[Natural-language object grounding data]
= Beginning of Section =

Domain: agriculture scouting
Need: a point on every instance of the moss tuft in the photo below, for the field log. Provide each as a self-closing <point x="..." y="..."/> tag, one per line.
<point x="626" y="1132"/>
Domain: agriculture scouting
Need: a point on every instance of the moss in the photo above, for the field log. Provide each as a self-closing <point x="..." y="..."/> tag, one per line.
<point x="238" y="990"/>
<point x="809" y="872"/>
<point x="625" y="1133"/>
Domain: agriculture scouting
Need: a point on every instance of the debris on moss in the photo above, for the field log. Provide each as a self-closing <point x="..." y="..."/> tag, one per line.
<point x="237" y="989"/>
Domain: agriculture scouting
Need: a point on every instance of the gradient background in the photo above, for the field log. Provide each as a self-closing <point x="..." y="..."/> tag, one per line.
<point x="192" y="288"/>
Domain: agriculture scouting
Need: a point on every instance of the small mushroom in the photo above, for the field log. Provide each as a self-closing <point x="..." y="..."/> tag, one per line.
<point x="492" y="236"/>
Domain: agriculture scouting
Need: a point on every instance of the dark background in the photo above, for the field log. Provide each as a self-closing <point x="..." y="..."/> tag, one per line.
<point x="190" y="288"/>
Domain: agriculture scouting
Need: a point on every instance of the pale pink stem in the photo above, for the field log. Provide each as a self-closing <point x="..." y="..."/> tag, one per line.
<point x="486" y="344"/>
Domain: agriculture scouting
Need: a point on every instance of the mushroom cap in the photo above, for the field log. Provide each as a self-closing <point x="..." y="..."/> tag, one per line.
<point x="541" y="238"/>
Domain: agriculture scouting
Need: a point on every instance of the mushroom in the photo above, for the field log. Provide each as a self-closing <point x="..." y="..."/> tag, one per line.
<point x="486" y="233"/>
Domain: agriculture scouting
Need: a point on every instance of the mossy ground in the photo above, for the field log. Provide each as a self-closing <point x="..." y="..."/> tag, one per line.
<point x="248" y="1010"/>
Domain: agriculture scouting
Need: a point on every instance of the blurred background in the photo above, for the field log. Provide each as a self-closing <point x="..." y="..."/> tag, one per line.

= End of Section =

The line containing "Need: a point on every instance of the mushroom in" and all lines after it, to the end of the records, are to be output exactly and alone.

• TASK SOLUTION
Need: a point on every instance of the mushroom in the photo above, for the field log. Provide each as a self-closing <point x="..." y="..."/> tag, one per line.
<point x="486" y="233"/>
Domain: agriculture scouting
Need: a point on every instance of the mossy ground in the photo above, for the field log. Provide each as a self-closing <point x="..." y="..."/> tag, one per line.
<point x="248" y="1010"/>
Domain: agriculture scouting
Need: a point on every instance of the blurred background in the photo above, for the field log. Provide each as a self-closing <point x="..." y="..."/> tag, one per line.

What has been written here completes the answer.